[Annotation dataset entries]
<<<<

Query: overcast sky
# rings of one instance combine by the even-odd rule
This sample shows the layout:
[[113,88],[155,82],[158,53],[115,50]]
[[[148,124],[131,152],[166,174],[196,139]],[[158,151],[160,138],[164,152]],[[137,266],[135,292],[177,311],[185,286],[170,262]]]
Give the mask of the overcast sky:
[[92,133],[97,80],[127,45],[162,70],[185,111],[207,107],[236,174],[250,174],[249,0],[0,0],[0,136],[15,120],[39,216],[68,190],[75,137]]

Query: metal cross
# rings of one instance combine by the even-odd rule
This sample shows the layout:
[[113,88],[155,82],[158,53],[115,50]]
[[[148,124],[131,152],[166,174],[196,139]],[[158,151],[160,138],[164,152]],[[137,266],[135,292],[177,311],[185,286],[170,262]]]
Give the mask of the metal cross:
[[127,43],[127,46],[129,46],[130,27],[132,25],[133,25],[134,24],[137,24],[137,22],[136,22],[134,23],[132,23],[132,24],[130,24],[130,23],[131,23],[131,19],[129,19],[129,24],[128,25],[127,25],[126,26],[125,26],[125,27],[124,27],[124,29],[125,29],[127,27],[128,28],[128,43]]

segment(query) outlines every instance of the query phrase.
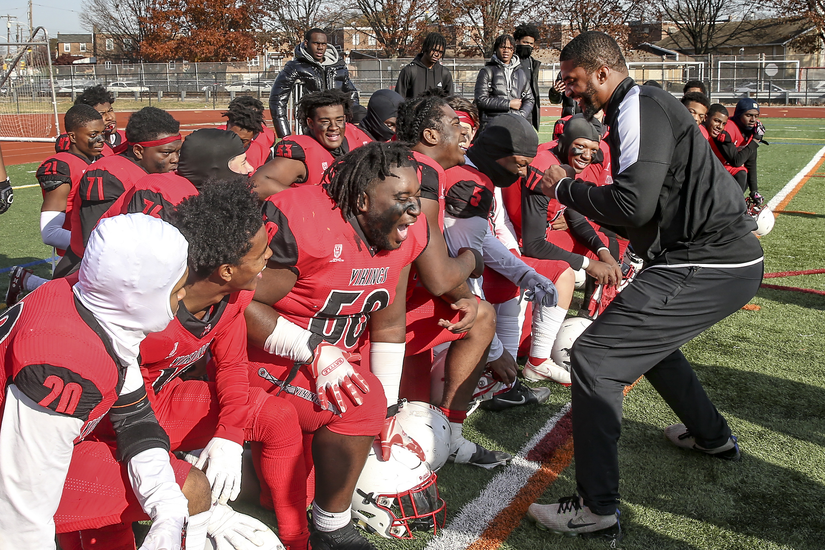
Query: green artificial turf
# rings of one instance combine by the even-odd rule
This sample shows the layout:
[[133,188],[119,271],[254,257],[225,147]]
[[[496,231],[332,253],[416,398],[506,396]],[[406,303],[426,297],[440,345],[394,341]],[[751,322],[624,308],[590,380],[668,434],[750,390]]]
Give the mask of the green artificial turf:
[[[825,145],[825,120],[766,119],[765,123],[771,144],[759,149],[759,185],[770,199]],[[545,129],[551,129],[547,125]],[[544,141],[549,134],[542,137]],[[35,167],[12,167],[13,185],[34,182],[28,171]],[[39,238],[40,198],[37,188],[19,190],[12,209],[0,217],[0,268],[49,256]],[[825,178],[811,178],[787,209],[815,214],[778,217],[774,230],[761,239],[766,271],[825,268]],[[4,289],[6,277],[0,281]],[[825,275],[766,282],[825,289]],[[742,460],[730,463],[667,443],[662,429],[678,421],[643,379],[625,402],[620,461],[625,538],[615,548],[825,548],[825,296],[762,289],[752,303],[761,309],[739,311],[683,346],[738,436]],[[569,397],[568,389],[555,386],[549,401],[540,406],[477,411],[468,420],[467,435],[515,453]],[[448,526],[494,474],[453,464],[441,469],[439,487],[447,502]],[[246,479],[249,483],[249,477]],[[571,466],[539,502],[573,494],[574,487]],[[237,508],[271,524],[271,514],[257,506],[241,503]],[[418,550],[431,538],[370,539],[382,549]],[[610,546],[552,535],[523,520],[502,548]]]

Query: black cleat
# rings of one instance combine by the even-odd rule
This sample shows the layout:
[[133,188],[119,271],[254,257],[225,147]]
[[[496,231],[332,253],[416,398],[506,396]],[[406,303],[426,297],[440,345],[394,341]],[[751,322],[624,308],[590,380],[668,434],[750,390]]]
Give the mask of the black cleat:
[[312,550],[376,550],[352,523],[334,531],[318,531],[309,520],[309,548]]
[[549,397],[549,388],[544,386],[530,388],[516,378],[512,388],[507,392],[493,396],[487,401],[483,401],[480,407],[485,411],[503,411],[520,405],[538,405],[547,401]]

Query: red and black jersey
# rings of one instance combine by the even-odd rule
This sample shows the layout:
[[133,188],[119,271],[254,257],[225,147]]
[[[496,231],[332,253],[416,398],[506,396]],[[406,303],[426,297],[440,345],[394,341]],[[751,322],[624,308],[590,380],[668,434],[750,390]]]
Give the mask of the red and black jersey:
[[[125,368],[94,316],[56,279],[0,313],[0,367],[38,405],[83,421],[75,443],[117,400]],[[0,416],[5,391],[0,394]]]
[[447,193],[447,176],[441,165],[427,155],[412,152],[418,162],[418,182],[421,184],[421,196],[438,201],[438,227],[444,231],[444,197]]
[[121,195],[101,219],[142,212],[171,223],[175,207],[186,197],[197,194],[197,188],[189,180],[174,172],[147,174]]
[[[346,125],[344,131],[344,141],[341,144],[344,153],[369,143],[372,139],[366,134],[351,124]],[[275,148],[275,156],[284,158],[293,158],[304,162],[307,167],[307,177],[304,181],[296,182],[295,186],[317,186],[321,183],[323,172],[332,166],[335,158],[329,149],[318,143],[311,135],[290,135],[280,141]]]
[[[54,142],[55,153],[65,153],[68,151],[72,143],[68,140],[68,134],[61,134]],[[122,130],[116,130],[110,138],[103,141],[103,150],[101,152],[101,157],[111,157],[119,155],[126,150],[126,133]]]
[[281,191],[264,203],[270,261],[298,275],[290,293],[272,307],[296,325],[351,350],[370,313],[395,299],[401,270],[427,247],[429,233],[422,214],[398,248],[376,250],[357,220],[344,219],[333,206],[321,186]]
[[97,161],[80,179],[72,211],[72,251],[83,256],[86,243],[101,216],[146,176],[143,167],[125,155]]
[[140,343],[140,371],[150,399],[210,350],[214,358],[215,388],[220,405],[214,437],[243,444],[249,397],[247,323],[243,310],[255,293],[233,292],[198,319],[182,303],[177,315],[161,332]]
[[487,219],[493,208],[493,181],[466,164],[445,171],[446,195],[444,208],[455,218]]
[[[85,155],[77,155],[73,153],[58,153],[43,161],[37,168],[35,177],[40,184],[40,190],[45,197],[46,193],[53,191],[64,183],[69,186],[68,195],[66,197],[66,218],[63,223],[64,229],[72,229],[72,213],[80,178],[88,169],[92,161]],[[59,256],[63,256],[65,251],[57,249]]]

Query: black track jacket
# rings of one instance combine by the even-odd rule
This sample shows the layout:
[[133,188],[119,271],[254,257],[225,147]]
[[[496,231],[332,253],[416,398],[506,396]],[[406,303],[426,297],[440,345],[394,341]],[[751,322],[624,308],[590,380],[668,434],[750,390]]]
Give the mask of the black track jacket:
[[687,109],[625,78],[606,108],[613,185],[562,180],[559,202],[620,226],[645,263],[737,266],[761,257],[742,190]]

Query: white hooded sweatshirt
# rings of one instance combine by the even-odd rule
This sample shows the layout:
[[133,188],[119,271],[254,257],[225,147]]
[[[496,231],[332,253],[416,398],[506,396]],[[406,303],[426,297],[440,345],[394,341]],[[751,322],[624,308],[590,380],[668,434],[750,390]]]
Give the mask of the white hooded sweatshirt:
[[[92,232],[73,291],[128,365],[121,395],[143,384],[137,363],[140,341],[173,318],[169,299],[186,272],[187,251],[177,228],[143,214],[104,219]],[[54,548],[53,516],[83,422],[38,405],[14,384],[6,391],[0,425],[0,546]],[[186,500],[175,483],[168,454],[158,450],[148,449],[130,461],[133,488],[153,518],[164,510],[186,515]],[[137,463],[141,472],[133,471]]]

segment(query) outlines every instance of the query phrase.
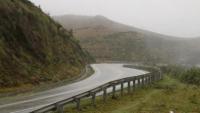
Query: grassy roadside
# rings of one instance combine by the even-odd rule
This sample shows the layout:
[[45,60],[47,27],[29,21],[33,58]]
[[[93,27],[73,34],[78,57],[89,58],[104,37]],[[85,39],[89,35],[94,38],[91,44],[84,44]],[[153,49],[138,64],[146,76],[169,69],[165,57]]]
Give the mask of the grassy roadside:
[[[132,94],[115,100],[109,98],[107,103],[98,97],[96,103],[94,108],[90,100],[83,100],[80,113],[200,113],[200,88],[165,76],[162,81],[137,89]],[[66,113],[78,111],[74,106],[68,106]]]
[[6,99],[6,97],[10,98],[9,96],[24,96],[24,95],[30,95],[32,93],[49,90],[52,88],[60,87],[63,85],[67,85],[73,82],[81,81],[89,76],[91,76],[94,73],[94,70],[90,66],[86,66],[86,69],[82,71],[81,74],[78,76],[71,77],[70,79],[65,79],[60,82],[51,82],[51,83],[44,83],[41,85],[38,85],[37,87],[34,87],[33,85],[26,85],[18,88],[7,88],[7,89],[0,89],[0,100]]

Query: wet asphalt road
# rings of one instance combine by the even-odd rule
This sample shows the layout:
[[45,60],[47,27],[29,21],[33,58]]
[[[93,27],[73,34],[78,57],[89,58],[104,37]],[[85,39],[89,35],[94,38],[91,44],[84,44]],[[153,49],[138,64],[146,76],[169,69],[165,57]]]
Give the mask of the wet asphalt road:
[[[45,105],[83,93],[109,81],[147,72],[123,67],[123,64],[92,64],[95,73],[76,83],[20,97],[19,101],[0,104],[0,113],[29,113]],[[10,97],[12,99],[12,97]],[[2,103],[2,102],[1,102]]]

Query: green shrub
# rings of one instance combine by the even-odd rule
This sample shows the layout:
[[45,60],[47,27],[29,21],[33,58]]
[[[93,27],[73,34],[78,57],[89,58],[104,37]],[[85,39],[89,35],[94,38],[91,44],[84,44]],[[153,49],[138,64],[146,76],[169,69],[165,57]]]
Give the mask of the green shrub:
[[200,85],[200,69],[191,68],[181,76],[181,80],[188,84]]

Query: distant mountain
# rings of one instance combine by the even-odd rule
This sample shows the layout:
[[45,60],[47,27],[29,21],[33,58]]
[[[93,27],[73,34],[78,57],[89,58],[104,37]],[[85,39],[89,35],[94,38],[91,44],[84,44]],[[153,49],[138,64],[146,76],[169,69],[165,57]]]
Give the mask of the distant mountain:
[[0,0],[0,87],[79,75],[87,55],[72,35],[28,0]]
[[66,29],[73,29],[83,48],[99,61],[188,63],[192,57],[196,58],[196,50],[200,50],[195,43],[199,41],[138,29],[103,16],[64,15],[53,18]]
[[132,27],[111,21],[103,16],[64,15],[53,17],[67,29],[73,29],[77,37],[105,36],[117,32],[125,32]]

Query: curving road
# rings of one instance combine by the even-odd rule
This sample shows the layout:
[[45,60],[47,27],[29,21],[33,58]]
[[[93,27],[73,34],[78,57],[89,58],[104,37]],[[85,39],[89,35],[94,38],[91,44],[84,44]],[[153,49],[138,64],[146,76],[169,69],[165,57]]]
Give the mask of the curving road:
[[91,66],[95,73],[89,78],[30,96],[22,96],[15,102],[0,104],[0,113],[28,113],[50,103],[83,93],[109,81],[147,73],[142,70],[125,68],[123,64],[92,64]]

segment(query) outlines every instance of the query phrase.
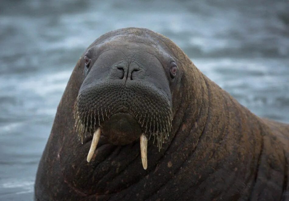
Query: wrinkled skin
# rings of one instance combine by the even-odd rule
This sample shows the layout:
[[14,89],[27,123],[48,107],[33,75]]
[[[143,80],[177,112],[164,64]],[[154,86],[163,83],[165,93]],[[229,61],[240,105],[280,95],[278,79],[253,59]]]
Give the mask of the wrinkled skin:
[[[84,58],[91,48],[94,51],[90,55],[91,70],[86,71]],[[108,48],[117,50],[106,51]],[[120,53],[121,50],[125,56]],[[144,51],[149,53],[140,53]],[[106,58],[106,53],[111,60]],[[96,59],[99,55],[103,57]],[[141,69],[132,74],[135,65],[130,64],[129,59],[141,64]],[[124,61],[123,71],[117,68],[112,72],[118,60]],[[171,60],[177,67],[173,79],[169,72]],[[98,62],[107,65],[100,68],[103,66]],[[128,73],[123,76],[124,72]],[[106,81],[106,89],[120,89],[119,86],[110,88],[115,82],[123,86],[121,93],[120,89],[113,93],[123,96],[117,105],[123,106],[113,113],[114,120],[89,120],[94,126],[94,122],[100,122],[104,133],[88,163],[89,134],[95,129],[88,123],[83,144],[78,140],[79,132],[75,128],[74,118],[75,102],[82,91],[92,99],[99,98],[96,92],[101,87],[97,84]],[[134,88],[137,81],[141,87]],[[146,85],[151,87],[144,90]],[[89,86],[93,86],[85,91]],[[140,90],[144,90],[146,95],[140,92],[132,96],[133,93],[130,93]],[[138,137],[142,132],[149,137],[152,128],[146,132],[147,128],[139,125],[126,103],[137,105],[151,92],[154,95],[152,99],[158,96],[158,101],[142,106],[158,107],[166,100],[171,107],[172,119],[169,135],[159,151],[153,137],[148,141],[145,170]],[[131,97],[134,99],[129,99]],[[138,97],[142,99],[135,99]],[[82,99],[80,105],[87,106],[81,108],[93,108],[95,113],[96,107],[89,107],[95,106],[92,105],[93,101]],[[170,110],[158,108],[162,112]],[[88,121],[85,118],[81,119]],[[116,122],[121,120],[123,126],[118,127]],[[131,129],[122,128],[129,125]],[[111,127],[113,132],[110,131]],[[115,132],[120,136],[114,136]],[[35,199],[287,200],[288,147],[289,125],[251,113],[202,74],[169,39],[145,29],[119,29],[97,39],[74,68],[39,164]]]

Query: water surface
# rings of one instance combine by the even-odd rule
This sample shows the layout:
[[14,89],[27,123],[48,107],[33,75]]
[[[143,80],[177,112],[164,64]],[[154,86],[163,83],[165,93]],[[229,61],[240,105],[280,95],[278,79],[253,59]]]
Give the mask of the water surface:
[[0,199],[29,200],[73,68],[96,38],[136,26],[165,35],[257,115],[289,122],[286,1],[2,1]]

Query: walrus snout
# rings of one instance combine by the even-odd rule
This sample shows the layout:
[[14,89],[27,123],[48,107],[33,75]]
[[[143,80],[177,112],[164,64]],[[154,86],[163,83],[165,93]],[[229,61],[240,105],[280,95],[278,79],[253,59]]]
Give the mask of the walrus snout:
[[133,116],[127,113],[114,114],[100,126],[105,138],[115,145],[125,145],[139,139],[141,128]]

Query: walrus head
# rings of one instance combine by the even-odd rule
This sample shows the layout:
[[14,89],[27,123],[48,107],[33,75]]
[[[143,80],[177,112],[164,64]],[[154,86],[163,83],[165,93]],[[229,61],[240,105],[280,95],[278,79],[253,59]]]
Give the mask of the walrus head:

>>>>

▶ Required work
Can you quote, word for word, everything from the line containing "Query: walrus snout" down through the end of the entries?

▶ Completed exercise
Query: walrus snout
# rings of one instance combine by the even-odd rule
This sample shows the layout:
[[14,89],[27,123],[48,107],[33,75]]
[[[143,80],[177,112],[164,64]],[[154,86],[163,83],[165,93]],[[229,61],[240,105],[280,95],[278,79],[253,59]]]
Give the mask of the walrus snout:
[[133,116],[127,113],[114,114],[100,126],[105,138],[115,145],[125,145],[139,139],[141,128]]

Query: walrus head
# rings of one instance combine by the even-odd rule
This sample shows the layout:
[[14,89],[27,123],[48,107],[33,75]]
[[[143,80],[177,112],[164,64]],[[154,86],[163,83],[165,93]],[[229,61],[240,105],[280,95],[278,79],[253,59]]]
Give the mask of the walrus head:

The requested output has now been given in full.